◆ Task to carry out
Each entry below should be printed exactly as given.

-------- Input material

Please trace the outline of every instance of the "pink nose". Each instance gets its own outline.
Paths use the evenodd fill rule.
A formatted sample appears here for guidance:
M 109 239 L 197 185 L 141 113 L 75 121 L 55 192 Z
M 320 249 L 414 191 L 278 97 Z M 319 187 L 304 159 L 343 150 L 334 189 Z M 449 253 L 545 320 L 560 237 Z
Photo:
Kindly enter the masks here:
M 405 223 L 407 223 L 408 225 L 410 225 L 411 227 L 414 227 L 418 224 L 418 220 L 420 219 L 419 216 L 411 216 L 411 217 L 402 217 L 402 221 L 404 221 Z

----------------

◆ Task solution
Please trace the outline of every instance of the "pink nose". Each instance gets its own outline.
Paths use the evenodd fill rule.
A formatted sample appears here for guidance:
M 109 239 L 197 185 L 141 113 L 75 121 L 55 192 Z
M 320 249 L 414 191 L 278 97 Z M 319 187 L 304 159 L 343 150 L 334 189 Z M 449 253 L 545 320 L 560 237 Z
Photo:
Kindly enter the masks here:
M 405 223 L 407 223 L 408 225 L 410 225 L 411 227 L 414 227 L 418 224 L 418 220 L 420 219 L 419 216 L 411 216 L 411 217 L 402 217 L 402 221 L 404 221 Z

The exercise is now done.